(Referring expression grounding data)
※ ※ ※

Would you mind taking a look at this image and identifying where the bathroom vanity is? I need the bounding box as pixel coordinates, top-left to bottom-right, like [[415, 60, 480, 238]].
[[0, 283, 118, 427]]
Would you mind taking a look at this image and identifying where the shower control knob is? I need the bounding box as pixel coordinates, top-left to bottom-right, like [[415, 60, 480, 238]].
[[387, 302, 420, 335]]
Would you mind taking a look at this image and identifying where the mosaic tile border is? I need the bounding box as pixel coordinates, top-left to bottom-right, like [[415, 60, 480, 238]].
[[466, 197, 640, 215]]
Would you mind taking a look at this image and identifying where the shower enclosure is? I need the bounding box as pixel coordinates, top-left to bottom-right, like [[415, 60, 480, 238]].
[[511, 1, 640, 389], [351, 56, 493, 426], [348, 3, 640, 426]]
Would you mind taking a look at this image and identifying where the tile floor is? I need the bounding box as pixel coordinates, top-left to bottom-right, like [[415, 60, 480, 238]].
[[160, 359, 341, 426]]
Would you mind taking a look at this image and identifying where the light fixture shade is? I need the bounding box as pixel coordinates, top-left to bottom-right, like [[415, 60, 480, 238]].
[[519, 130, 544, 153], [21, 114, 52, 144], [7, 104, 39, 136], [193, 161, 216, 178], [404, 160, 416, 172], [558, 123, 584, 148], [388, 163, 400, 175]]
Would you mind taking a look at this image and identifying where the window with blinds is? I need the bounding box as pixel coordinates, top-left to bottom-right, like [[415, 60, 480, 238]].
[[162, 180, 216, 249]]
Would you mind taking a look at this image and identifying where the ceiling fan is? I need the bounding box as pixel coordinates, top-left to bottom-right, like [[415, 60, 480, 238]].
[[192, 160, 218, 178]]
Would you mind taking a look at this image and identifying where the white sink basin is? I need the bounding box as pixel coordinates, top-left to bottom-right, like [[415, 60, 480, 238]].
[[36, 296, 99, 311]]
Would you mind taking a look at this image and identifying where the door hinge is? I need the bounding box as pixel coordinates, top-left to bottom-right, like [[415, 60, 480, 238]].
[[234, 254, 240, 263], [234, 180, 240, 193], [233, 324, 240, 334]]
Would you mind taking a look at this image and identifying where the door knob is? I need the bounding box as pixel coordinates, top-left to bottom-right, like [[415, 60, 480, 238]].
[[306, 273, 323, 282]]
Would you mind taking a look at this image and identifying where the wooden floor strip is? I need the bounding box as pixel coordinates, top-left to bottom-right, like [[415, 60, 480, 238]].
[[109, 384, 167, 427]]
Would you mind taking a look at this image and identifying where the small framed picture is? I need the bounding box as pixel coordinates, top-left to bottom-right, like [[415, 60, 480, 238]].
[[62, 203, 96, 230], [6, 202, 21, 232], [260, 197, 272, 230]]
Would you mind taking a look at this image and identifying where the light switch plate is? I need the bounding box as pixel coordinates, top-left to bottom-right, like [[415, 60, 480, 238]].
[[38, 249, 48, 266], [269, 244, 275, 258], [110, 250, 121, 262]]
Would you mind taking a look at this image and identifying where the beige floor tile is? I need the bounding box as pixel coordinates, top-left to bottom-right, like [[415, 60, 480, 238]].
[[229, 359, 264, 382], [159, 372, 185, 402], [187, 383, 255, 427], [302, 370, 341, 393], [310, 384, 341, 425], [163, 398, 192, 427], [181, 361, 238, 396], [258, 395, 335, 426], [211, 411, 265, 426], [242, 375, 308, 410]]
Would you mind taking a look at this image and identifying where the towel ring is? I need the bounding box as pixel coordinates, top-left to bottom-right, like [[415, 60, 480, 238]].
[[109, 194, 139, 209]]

※ ※ ※

◆ EXERCISE BRIEF:
Restate each record exactly as written.

◆ EXERCISE ANSWER:
Would you mind taking a look at this image and identifying where the bathroom vanity is? I need the bounding box as pixel coordinates, top-left to bottom-right, like [[415, 60, 480, 238]].
[[0, 283, 118, 427]]
Would you mind taking a look at this image and identifying where the shower control knob is? I need the bounding box as pixel coordinates, top-left to bottom-right, like [[415, 60, 480, 238]].
[[387, 302, 420, 335]]
Would you mind taking a look at this image and identifying where the mosaic tile border is? I need the bounding box as pixel coordinates, top-left to bottom-right, like [[415, 60, 480, 238]].
[[466, 197, 640, 215]]
Would you mind taking a look at this image and identifying where the shower enclosure is? I need the bounding box as pixel coordinates, top-left to bottom-right, like [[415, 60, 480, 238]].
[[511, 1, 640, 389], [351, 56, 493, 426], [348, 3, 640, 426]]
Would you mind taking a look at this image and identifying where the tile floor is? I need the bounding box as pixel coordinates, top-left to bottom-right, like [[415, 60, 480, 238]].
[[160, 359, 341, 426]]
Would you mind taking a look at this image and identifying where the light fixture shade is? I need the bounding box as pixel coordinates, top-left to bottom-right, like [[415, 60, 480, 238]].
[[519, 130, 544, 153], [21, 114, 52, 144], [7, 104, 39, 136], [193, 161, 216, 178], [404, 160, 416, 172], [558, 123, 584, 148], [388, 163, 400, 175]]
Would you mind taking a look at this image and identifying where the window with blinds is? I need the bounding box as pixel coordinates, top-left to bottom-right, like [[415, 60, 480, 238]].
[[162, 180, 216, 249]]
Would you mind taking a look at this image and identifying where the ceiling fan is? I need the bounding box as pixel coordinates, top-left to bottom-right, like [[415, 60, 480, 238]].
[[192, 160, 218, 178]]
Would you mind taking a look at this image and identifying where the white sink basin is? I need the bounding box as pixel coordinates, top-left to bottom-right, like [[415, 60, 480, 238]].
[[36, 296, 99, 311]]
Would you mind taking a look at this image and identifying where the door hinge is? I need the bounding box as pixel coordinates, top-left to bottom-right, like [[415, 60, 480, 238]].
[[234, 254, 240, 263], [234, 180, 240, 193], [233, 324, 240, 334]]
Would you mind taking a look at this image and identifying where the door knob is? I need the bounding box as pixel coordinates, top-left to bottom-right, like [[415, 60, 480, 238]].
[[306, 273, 323, 282]]
Would you mind taking a look at this image and identifying where the wooden floor strip is? I need the bounding box as pixel coordinates, top-left to bottom-right, like [[415, 60, 480, 238]].
[[109, 384, 167, 427]]
Would you mind taking a look at this image and identifying where the small framed picture is? I need the bounding box as pixel coordinates, top-left to bottom-right, like [[415, 60, 480, 238]].
[[62, 203, 96, 230], [6, 202, 21, 232], [260, 197, 272, 230]]
Would you mind taking a look at this image and identifying where the light switch plate is? I need the bounding box as pixel coordinates, top-left to bottom-right, like [[415, 60, 480, 238]].
[[38, 249, 48, 266], [269, 244, 275, 258], [110, 250, 121, 262]]
Would you mind taking a look at this image and identifying where the beige floor tile is? I need the bounding box as pixel coordinates, top-left to bottom-right, like [[415, 60, 480, 238]].
[[229, 359, 264, 382], [159, 372, 185, 402], [187, 383, 255, 427], [302, 370, 341, 393], [310, 384, 341, 425], [163, 398, 192, 427], [181, 361, 238, 396], [258, 395, 335, 426], [211, 411, 265, 426], [242, 375, 308, 410]]
Would you mind taking a look at this image and identifying where the towel ring is? I need the bounding box as pixel coordinates, top-left to bottom-right, like [[415, 60, 480, 238]].
[[109, 194, 139, 209]]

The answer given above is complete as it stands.